▸ **WHAT THE TASK REQUIRES**
Reproduce the stretch of the multi-tenancy excerpt from "Each data management" through "schema, and table.", word for word.

The preceding criteria are called data management patterns and are discussed in detail in the Multi-tenancy data management patterns section. That discussion is based on the following criteria:

Isolation: The degree of data isolation across multiple tenants is a major consideration for multi-tenancy. Isolation is driven by the choices made for the criteria under other categories—for example, certain regulatory and compliance requirements can dictate a greater degree of isolation.
Agility: The ease of onboarding and offboarding activities for a tenant with respect to creating an instance, database, or table.
Operations: The availability or complexity of implementing typical, tenant-specific, database operations and administration activities—for example, regular maintenance, logging, backups, or disaster recovery operations.
Scale: The ability to scale seamlessly to allow for future growth. The description of each pattern contains the number of tenants the pattern can support.
Performance: The ability to allocate exclusive resources to each tenant, address the noisy neighbor phenomenon, and enable predictable read and write performance for each tenant.
Regulations and compliance: The ability to address the requirements of highly regulated industries and countries that require the complete isolation of resources and maintenance operations—for example, data residency requirements for France require that personally identifiable information is physically stored exclusively within France.

Each data management pattern as it relates to these criteria is detailed in the next section. Use the same criteria when selecting a data management pattern for a specific set of tenants.

Multi-tenancy data management patterns

The following sections describe the four main data management patterns: instance, database, schema, and table.

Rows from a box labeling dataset
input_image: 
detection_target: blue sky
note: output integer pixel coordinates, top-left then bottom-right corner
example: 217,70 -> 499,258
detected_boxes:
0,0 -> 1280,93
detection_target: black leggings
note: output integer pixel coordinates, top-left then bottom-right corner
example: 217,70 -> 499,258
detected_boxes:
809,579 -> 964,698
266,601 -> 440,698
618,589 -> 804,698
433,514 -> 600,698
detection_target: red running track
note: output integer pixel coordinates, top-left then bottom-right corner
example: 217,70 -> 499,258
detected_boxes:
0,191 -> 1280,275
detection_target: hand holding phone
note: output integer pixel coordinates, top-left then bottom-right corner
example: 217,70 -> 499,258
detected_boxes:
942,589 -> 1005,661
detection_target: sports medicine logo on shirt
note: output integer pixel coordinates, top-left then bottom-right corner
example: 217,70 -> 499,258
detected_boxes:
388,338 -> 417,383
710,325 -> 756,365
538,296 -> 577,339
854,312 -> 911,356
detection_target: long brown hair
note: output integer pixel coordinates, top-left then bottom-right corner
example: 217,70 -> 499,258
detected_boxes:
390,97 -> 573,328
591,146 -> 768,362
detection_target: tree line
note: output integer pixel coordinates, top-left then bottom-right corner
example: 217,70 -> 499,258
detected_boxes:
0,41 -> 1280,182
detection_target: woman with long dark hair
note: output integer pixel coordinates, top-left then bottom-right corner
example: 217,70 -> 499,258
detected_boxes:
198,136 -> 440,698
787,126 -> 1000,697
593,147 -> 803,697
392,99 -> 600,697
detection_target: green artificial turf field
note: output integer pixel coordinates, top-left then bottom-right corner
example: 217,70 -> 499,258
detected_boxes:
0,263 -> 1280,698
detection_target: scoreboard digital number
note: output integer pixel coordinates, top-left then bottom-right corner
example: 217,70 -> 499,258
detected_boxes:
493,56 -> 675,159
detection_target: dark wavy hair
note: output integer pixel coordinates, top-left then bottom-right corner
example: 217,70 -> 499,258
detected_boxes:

▸ **FULL OUTPUT**
Each data management pattern as it relates to these criteria is detailed in the next section. Use the same criteria when selecting a data management pattern for a specific set of tenants.

Multi-tenancy data management patterns

The following sections describe the four main data management patterns: instance, database, schema, and table.